## The task
Every record below is to be retyped exactly.

|---|

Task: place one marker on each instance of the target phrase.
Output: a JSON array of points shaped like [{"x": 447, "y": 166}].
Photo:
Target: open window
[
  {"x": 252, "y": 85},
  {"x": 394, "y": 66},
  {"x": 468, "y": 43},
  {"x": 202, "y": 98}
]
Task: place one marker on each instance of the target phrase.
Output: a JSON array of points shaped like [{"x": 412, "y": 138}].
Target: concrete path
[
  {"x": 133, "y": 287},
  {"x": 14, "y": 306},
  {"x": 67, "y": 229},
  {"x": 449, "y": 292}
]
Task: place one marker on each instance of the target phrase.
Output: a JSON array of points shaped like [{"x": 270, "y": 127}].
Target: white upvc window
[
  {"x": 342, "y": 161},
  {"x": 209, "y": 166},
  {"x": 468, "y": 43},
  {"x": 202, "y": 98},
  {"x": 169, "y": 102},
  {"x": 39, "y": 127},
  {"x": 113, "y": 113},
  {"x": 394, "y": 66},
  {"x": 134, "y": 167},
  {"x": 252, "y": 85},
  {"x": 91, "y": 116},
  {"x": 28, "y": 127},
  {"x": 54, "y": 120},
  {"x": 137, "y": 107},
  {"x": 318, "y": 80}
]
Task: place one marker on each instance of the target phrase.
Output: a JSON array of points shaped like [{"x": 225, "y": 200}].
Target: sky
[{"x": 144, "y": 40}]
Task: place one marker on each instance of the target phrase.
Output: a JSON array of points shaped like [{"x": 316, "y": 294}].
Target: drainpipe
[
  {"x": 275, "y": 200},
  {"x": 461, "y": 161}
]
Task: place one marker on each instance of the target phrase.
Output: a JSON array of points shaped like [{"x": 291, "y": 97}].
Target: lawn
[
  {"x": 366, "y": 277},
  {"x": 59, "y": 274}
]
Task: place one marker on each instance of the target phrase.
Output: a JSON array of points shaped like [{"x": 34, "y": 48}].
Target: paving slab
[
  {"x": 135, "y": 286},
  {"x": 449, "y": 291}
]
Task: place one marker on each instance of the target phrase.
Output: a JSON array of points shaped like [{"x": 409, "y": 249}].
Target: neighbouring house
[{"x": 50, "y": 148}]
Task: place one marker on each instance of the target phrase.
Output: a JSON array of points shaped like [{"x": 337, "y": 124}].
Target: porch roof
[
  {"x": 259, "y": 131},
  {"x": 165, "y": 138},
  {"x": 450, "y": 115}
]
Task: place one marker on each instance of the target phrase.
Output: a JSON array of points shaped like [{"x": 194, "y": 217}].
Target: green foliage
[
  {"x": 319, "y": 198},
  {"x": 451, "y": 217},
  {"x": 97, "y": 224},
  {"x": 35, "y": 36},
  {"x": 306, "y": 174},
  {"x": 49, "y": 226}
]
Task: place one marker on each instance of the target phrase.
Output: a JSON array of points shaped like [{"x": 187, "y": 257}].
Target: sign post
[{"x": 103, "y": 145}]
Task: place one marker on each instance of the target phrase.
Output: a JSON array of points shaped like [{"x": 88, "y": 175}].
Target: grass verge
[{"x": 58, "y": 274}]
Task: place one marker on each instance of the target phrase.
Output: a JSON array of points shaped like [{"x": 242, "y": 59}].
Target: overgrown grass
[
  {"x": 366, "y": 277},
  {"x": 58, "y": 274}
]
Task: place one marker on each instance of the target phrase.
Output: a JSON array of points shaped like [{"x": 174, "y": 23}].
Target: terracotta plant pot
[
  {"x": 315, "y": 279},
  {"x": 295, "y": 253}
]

|---|

## Right answer
Task: place one marker on each instance of the target phrase.
Output: a JSON array of points shaped like [{"x": 447, "y": 166}].
Photo:
Target: open window
[
  {"x": 252, "y": 85},
  {"x": 394, "y": 66},
  {"x": 468, "y": 43},
  {"x": 202, "y": 98}
]
Task: place one marker on each instance of the target phrase.
Output: a JSON array of points shaped like [{"x": 412, "y": 138}].
Target: concrete path
[
  {"x": 133, "y": 287},
  {"x": 14, "y": 306},
  {"x": 67, "y": 229},
  {"x": 449, "y": 292}
]
Task: place one marker on each instance of the target phrase.
Output: a JSON array of points shaped like [{"x": 270, "y": 127}].
Target: white upvc window
[
  {"x": 342, "y": 161},
  {"x": 209, "y": 166},
  {"x": 468, "y": 43},
  {"x": 202, "y": 98},
  {"x": 169, "y": 102},
  {"x": 39, "y": 127},
  {"x": 113, "y": 113},
  {"x": 394, "y": 66},
  {"x": 134, "y": 167},
  {"x": 252, "y": 85},
  {"x": 91, "y": 116},
  {"x": 28, "y": 127},
  {"x": 54, "y": 120},
  {"x": 137, "y": 107},
  {"x": 318, "y": 80}
]
Task: place one marker on each instance of the target phrase.
Output: a JSON array of points shaped like [{"x": 225, "y": 200}].
Target: sky
[{"x": 144, "y": 40}]
Task: place one marker on each instance of the target phrase.
Output: a JSON array of points shaped like [{"x": 316, "y": 294}].
Target: drainpipe
[
  {"x": 275, "y": 200},
  {"x": 461, "y": 161}
]
Task: place one marker on each instance of the target phrase.
Output: a JSON array of points shaped like [{"x": 291, "y": 97}].
Target: lawn
[
  {"x": 366, "y": 277},
  {"x": 59, "y": 274}
]
Task: place one marker on each instance of the target phrase.
Output: a JSON array of points shaped like [{"x": 34, "y": 48}].
Target: paving slab
[
  {"x": 135, "y": 286},
  {"x": 449, "y": 291}
]
Task: place one marker on each instance of the target phrase.
Output: a JSON array of points shaped like [{"x": 409, "y": 249}].
Target: neighbouring house
[{"x": 50, "y": 148}]
Task: place one marker on each instance of the target phrase.
Output: a JSON array of points shaped like [{"x": 337, "y": 124}].
Target: porch roof
[
  {"x": 259, "y": 131},
  {"x": 165, "y": 138},
  {"x": 450, "y": 115}
]
Task: place one marker on each instance of the target phrase.
Output: a JSON array of points shaped like [{"x": 194, "y": 217}].
Target: green foliage
[
  {"x": 319, "y": 198},
  {"x": 451, "y": 217},
  {"x": 97, "y": 224},
  {"x": 35, "y": 36},
  {"x": 306, "y": 174},
  {"x": 49, "y": 226}
]
Task: place one marker on each instance of the target phrase.
Output: a JSON array of points shaped like [{"x": 187, "y": 257}].
Target: sign post
[{"x": 103, "y": 145}]
Task: place one marker on each instance of the target phrase.
Output: a JSON array of points shaped like [{"x": 88, "y": 175}].
Target: grass verge
[{"x": 58, "y": 274}]
Task: place one marker on each instance of the target phrase.
Output: a JSON array of points shaped like [{"x": 242, "y": 59}].
Target: overgrown grass
[
  {"x": 366, "y": 277},
  {"x": 58, "y": 274}
]
Task: place one marker on each instance of the target phrase.
Output: a JSON array of points shaped like [{"x": 174, "y": 23}].
Target: terracotta plant pot
[
  {"x": 315, "y": 279},
  {"x": 295, "y": 253}
]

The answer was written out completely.